▶ [Instruction]
From the rows below, pull out every line that contains the word "order" and copy each one in full.

Segment Start: Material for this task

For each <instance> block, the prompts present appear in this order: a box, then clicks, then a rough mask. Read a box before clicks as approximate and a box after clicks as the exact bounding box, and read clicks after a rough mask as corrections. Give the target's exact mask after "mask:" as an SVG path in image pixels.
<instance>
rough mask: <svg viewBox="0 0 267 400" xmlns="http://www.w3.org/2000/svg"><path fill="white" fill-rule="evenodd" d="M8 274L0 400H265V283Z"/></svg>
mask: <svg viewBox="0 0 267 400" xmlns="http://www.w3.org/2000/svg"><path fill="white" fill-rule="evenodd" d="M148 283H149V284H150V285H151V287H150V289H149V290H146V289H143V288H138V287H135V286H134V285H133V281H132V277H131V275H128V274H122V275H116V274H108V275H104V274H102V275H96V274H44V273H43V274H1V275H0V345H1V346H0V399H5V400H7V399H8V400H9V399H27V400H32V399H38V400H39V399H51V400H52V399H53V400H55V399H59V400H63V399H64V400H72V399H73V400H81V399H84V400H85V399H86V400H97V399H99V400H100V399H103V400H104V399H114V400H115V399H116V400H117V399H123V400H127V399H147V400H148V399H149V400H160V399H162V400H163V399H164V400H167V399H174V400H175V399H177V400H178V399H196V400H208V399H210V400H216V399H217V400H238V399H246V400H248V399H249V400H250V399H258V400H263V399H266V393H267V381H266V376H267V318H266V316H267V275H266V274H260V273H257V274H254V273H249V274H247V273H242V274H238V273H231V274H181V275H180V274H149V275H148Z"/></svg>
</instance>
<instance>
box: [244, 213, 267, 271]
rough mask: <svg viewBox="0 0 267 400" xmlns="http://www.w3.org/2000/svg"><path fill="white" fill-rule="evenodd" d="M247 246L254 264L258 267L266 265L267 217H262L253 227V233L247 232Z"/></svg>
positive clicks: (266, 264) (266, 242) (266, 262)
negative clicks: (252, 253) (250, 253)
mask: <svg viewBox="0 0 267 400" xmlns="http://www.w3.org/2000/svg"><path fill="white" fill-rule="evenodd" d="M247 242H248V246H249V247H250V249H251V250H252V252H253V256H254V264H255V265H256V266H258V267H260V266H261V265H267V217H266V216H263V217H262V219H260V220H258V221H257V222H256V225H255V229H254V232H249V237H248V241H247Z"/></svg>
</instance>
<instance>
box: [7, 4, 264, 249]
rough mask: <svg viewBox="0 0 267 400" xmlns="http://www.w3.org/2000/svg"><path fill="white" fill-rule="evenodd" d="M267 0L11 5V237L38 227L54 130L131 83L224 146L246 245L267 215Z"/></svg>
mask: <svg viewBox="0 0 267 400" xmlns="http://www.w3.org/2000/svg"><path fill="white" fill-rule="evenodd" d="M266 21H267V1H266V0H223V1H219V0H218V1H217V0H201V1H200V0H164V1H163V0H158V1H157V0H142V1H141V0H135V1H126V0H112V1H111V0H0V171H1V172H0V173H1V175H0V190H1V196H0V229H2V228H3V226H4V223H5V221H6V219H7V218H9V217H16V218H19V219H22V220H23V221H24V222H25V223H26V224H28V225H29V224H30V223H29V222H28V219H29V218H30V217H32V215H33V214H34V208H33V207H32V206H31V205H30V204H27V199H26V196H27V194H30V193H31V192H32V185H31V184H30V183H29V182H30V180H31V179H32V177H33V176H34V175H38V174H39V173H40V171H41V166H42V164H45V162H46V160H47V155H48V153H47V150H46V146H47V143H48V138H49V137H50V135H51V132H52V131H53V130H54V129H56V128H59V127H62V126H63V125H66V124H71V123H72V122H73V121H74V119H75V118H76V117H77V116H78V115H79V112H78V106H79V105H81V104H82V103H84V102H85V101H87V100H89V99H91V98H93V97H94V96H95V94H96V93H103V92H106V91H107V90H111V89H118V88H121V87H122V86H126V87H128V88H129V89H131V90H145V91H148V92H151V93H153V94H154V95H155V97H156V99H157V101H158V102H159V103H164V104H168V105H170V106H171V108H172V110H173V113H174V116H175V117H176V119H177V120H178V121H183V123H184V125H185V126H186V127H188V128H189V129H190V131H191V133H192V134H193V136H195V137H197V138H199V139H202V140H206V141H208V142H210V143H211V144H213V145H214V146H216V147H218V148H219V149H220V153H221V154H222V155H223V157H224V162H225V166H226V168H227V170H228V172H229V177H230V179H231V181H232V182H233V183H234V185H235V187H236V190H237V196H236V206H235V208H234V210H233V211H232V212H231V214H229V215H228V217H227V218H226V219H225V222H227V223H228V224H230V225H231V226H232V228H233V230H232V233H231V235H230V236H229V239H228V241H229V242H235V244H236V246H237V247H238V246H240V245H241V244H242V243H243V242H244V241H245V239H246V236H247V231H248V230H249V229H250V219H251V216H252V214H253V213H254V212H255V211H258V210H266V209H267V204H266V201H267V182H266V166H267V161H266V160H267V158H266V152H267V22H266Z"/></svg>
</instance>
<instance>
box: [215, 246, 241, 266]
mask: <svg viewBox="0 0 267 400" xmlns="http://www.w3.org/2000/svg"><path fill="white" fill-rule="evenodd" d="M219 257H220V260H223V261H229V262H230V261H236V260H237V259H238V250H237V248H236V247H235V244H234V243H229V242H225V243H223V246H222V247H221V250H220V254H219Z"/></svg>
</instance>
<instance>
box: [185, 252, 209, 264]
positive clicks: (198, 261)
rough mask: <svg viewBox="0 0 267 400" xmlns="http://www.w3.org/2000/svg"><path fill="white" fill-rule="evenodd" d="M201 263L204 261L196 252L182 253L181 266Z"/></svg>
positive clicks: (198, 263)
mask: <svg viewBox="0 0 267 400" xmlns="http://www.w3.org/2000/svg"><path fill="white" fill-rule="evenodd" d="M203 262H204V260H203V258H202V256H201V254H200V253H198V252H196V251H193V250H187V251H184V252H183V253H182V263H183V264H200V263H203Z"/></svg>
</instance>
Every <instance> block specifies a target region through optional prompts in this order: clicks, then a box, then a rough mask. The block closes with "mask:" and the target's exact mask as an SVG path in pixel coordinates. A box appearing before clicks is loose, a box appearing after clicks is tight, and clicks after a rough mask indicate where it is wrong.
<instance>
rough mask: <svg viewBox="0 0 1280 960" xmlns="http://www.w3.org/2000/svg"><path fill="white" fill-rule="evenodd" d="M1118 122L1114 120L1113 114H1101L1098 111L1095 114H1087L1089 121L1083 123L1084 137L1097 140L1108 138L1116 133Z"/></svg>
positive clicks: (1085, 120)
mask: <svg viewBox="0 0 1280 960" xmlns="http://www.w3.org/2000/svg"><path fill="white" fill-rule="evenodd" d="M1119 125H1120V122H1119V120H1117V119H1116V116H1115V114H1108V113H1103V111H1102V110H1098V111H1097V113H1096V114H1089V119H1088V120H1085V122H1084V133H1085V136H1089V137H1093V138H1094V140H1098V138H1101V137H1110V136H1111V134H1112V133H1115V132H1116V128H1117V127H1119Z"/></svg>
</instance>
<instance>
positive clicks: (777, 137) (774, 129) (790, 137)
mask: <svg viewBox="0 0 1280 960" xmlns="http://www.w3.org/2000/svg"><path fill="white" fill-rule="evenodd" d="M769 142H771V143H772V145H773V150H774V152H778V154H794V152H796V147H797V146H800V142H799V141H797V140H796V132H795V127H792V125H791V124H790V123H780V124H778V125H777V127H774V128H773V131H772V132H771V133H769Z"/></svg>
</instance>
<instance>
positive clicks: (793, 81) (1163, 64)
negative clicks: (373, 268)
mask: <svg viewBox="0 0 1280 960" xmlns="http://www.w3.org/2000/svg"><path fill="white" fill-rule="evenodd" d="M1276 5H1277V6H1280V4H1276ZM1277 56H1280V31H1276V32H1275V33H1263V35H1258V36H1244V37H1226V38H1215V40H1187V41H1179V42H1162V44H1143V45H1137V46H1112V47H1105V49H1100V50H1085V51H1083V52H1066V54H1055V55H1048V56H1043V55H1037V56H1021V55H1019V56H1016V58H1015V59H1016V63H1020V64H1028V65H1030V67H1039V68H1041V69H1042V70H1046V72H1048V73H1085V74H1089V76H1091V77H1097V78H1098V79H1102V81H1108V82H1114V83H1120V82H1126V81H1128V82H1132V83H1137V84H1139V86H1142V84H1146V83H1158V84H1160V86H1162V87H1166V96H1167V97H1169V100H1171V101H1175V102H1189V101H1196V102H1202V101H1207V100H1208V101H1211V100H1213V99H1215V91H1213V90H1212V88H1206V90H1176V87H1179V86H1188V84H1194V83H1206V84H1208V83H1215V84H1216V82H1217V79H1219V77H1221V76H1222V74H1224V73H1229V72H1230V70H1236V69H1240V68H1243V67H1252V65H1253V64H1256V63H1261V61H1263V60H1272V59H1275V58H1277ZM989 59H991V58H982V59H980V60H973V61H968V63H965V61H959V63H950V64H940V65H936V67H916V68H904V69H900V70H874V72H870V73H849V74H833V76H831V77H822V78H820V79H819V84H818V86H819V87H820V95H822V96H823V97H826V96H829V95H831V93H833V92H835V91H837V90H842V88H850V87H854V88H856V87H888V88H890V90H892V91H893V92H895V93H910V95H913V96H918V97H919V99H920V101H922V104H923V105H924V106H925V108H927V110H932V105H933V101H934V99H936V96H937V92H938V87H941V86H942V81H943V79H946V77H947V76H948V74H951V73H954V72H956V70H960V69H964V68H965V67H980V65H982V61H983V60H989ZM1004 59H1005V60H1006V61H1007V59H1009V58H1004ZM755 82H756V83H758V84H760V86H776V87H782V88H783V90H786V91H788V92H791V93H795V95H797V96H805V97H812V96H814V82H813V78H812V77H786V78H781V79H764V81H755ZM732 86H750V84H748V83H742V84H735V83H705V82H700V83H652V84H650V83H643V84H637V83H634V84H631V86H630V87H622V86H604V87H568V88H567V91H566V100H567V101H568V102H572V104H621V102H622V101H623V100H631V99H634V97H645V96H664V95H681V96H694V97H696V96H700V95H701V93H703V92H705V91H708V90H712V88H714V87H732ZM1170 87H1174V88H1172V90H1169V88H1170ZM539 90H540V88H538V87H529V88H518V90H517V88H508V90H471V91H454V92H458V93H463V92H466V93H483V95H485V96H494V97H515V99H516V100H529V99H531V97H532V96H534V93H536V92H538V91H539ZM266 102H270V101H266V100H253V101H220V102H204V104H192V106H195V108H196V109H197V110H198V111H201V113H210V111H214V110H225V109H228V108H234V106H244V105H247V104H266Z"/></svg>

Segment End: Material for this task

▶ [Written reply]
For each <instance> block, the prompts present appear in this order: a box, then clicks, then a rough mask. Read a box before clicks as approximate and a box after clicks as the exact bounding box, and read clicks after a rough mask as corrections. Give the target's exact mask after "mask:" as an SVG path in image pixels.
Every <instance> block specifies a target region through optional prompts in this order: clicks, then a box, then a rough mask. The block closes with "mask:" and the target's exact mask as an SVG path in pixel coordinates. A box appearing before clicks is loose, a box appearing after clicks is tight, and clicks after a rough mask indicate where it is wrong.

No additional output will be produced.